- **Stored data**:
──────────────────────────────
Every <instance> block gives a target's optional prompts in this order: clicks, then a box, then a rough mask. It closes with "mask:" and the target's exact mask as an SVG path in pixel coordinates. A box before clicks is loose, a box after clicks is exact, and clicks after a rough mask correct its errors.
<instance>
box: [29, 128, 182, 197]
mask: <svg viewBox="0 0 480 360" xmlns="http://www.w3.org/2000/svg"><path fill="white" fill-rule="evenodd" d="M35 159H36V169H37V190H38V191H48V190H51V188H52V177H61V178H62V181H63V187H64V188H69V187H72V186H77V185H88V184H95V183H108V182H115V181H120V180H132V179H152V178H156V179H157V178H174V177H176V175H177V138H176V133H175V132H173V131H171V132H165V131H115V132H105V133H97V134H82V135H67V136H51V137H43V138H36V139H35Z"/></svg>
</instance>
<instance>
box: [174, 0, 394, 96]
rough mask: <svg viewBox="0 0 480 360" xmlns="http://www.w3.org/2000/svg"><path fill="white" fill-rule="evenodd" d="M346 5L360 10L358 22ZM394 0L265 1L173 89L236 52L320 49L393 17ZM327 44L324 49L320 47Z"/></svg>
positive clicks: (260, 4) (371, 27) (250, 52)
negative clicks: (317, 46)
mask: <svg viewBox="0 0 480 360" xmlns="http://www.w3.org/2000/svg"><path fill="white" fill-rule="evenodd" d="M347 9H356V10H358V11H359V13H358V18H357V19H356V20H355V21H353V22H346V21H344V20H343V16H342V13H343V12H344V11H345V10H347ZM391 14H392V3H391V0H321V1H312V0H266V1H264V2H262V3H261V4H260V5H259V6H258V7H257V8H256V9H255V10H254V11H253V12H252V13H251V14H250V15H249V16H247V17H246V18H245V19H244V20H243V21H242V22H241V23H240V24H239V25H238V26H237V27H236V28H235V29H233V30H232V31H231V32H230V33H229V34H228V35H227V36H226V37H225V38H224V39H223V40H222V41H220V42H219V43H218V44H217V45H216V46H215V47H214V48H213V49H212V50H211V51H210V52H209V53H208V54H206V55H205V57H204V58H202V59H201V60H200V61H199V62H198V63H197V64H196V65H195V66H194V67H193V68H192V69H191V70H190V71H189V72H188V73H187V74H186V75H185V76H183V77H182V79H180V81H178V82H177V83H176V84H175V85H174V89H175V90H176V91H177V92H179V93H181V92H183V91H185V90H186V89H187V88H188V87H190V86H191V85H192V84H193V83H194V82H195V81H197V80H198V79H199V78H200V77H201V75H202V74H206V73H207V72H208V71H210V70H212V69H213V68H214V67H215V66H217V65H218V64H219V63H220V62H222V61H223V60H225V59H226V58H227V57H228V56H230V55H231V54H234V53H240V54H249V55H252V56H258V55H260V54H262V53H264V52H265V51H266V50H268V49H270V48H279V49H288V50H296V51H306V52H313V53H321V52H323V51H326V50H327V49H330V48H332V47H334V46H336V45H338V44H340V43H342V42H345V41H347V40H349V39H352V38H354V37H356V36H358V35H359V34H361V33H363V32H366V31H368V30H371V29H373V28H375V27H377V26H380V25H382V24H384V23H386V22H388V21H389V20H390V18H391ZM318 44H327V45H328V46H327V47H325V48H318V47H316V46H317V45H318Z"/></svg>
──────────────────────────────
- **What to do**: Faithfully transcribe the whole of the data.

- **Solution to the problem**:
Every <instance> block gives a target's optional prompts in this order: clicks, then a box, then a rough mask. It closes with "mask:" and the target's exact mask as an SVG path in pixel coordinates. A box before clicks is loose, a box after clicks is exact, and clicks after a rough mask correct its errors.
<instance>
box: [29, 128, 182, 197]
mask: <svg viewBox="0 0 480 360" xmlns="http://www.w3.org/2000/svg"><path fill="white" fill-rule="evenodd" d="M35 159H36V169H37V190H38V191H48V190H51V188H52V177H61V178H62V181H63V187H64V188H69V187H72V186H77V185H88V184H95V183H108V182H115V181H120V180H132V179H152V178H156V179H157V178H174V177H176V175H177V138H176V133H175V132H173V131H171V132H165V131H115V132H105V133H97V134H82V135H67V136H51V137H43V138H36V139H35Z"/></svg>
</instance>
<instance>
box: [174, 0, 394, 96]
rough mask: <svg viewBox="0 0 480 360" xmlns="http://www.w3.org/2000/svg"><path fill="white" fill-rule="evenodd" d="M346 5L360 10L358 22ZM394 0L265 1L173 89L236 52L320 49L393 17ZM327 44L324 49L320 47Z"/></svg>
positive clicks: (260, 4) (371, 27) (250, 52)
negative clicks: (317, 46)
mask: <svg viewBox="0 0 480 360" xmlns="http://www.w3.org/2000/svg"><path fill="white" fill-rule="evenodd" d="M347 9H356V10H358V11H359V13H358V18H357V19H356V20H355V21H353V22H346V21H344V20H343V16H342V13H343V12H344V11H345V10H347ZM391 14H392V3H391V0H321V1H312V0H266V1H264V2H262V3H261V4H260V5H259V6H258V7H257V8H256V9H255V10H254V11H253V12H252V13H251V14H250V15H249V16H247V17H246V18H245V19H244V20H243V21H242V22H241V23H240V24H239V25H238V26H237V27H236V28H235V29H233V30H232V31H231V32H230V33H229V34H228V35H227V36H226V37H225V38H224V39H223V40H222V41H220V42H219V43H218V44H217V45H216V46H215V47H214V48H213V49H212V50H211V51H210V52H209V53H208V54H206V55H205V57H204V58H202V59H201V60H200V61H199V62H198V63H197V64H196V65H195V66H194V67H193V68H192V69H191V70H190V71H189V72H188V73H187V74H186V75H185V76H183V77H182V79H180V81H178V82H177V83H176V84H175V85H174V89H175V90H176V91H177V92H179V93H181V92H183V91H185V90H186V89H187V88H188V87H190V86H191V85H192V84H193V83H194V82H195V81H197V80H198V79H199V78H200V77H201V75H202V74H206V73H207V72H208V71H210V70H212V69H213V68H214V67H215V66H217V65H218V64H219V63H220V62H222V61H223V60H225V59H226V58H227V57H228V56H230V55H231V54H234V53H240V54H249V55H252V56H258V55H260V54H262V53H264V52H265V51H266V50H268V49H270V48H279V49H288V50H296V51H306V52H313V53H321V52H323V51H326V50H327V49H330V48H332V47H334V46H336V45H338V44H340V43H342V42H345V41H347V40H349V39H352V38H354V37H356V36H358V35H359V34H361V33H363V32H366V31H368V30H371V29H373V28H375V27H377V26H380V25H382V24H384V23H386V22H388V21H389V20H390V18H391ZM318 44H327V45H328V46H327V47H325V48H318V47H316V46H317V45H318Z"/></svg>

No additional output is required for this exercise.